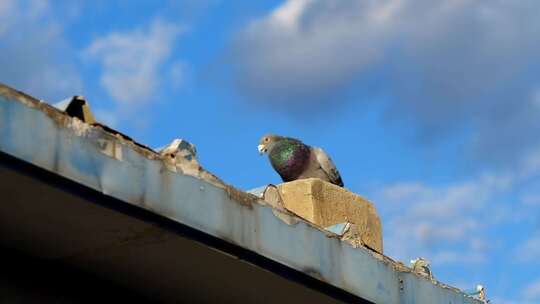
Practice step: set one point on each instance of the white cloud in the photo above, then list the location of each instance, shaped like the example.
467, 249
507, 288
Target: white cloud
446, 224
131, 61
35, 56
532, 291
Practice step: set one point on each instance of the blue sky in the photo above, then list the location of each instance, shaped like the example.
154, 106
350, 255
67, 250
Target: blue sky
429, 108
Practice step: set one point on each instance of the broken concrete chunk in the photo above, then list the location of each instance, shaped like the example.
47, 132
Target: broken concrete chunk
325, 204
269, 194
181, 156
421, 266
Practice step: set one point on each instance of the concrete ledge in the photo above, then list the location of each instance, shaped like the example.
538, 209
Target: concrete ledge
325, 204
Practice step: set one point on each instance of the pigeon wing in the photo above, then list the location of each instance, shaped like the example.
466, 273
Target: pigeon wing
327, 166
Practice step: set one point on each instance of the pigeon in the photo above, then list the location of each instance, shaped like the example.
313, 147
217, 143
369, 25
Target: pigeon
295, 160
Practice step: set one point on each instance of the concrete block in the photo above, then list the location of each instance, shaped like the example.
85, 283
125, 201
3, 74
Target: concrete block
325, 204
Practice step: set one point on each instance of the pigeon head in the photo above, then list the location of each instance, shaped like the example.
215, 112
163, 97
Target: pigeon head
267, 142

**WORK TASK:**
Would it be possible to give the material above again exactly, with the pictures left out?

**OUTPUT FOR THIS TASK:**
Practice step: set one point on each instance of the white cloud in the photo above, then list the location of each instance, shaped like the example.
467, 249
507, 288
Target: white cloud
446, 224
131, 61
35, 56
532, 291
Practice step: set one point on each instance of the blue sky in the photo above, then list the location of each instance, shaped like the example.
154, 106
350, 255
67, 250
Target: blue sky
429, 108
Practice step: set one point on each instance of the broken concrete chunk in the photo above, then list the location of each instance, shaped like the example.
47, 132
Target: broken concrete chunk
325, 204
269, 194
181, 156
421, 266
Practice step: set one point on each instance of the concrete ledge in the photo above, then list the location of each instance, shaped like the example.
538, 209
Target: concrete ledge
325, 204
Practice step: set one point on each instance of the pigeon wing in the photo above, then list the location of each instance, shaped like the example.
466, 273
Target: pigeon wing
327, 166
Practice step: set one point on each instance of the pigeon in the photo above, then list the location of each instance, shaped like the example.
313, 147
217, 143
369, 25
Target: pigeon
295, 160
Practice step: set one point on each instance of the concrete block in the photo above, then list the location of each instance, shaped like the example.
85, 283
125, 201
3, 74
Target: concrete block
325, 204
Practice step: set one point on each instance of the pigeon head in the photo above, then list the location of each instance, shaped like the example.
215, 112
163, 97
Target: pigeon head
267, 142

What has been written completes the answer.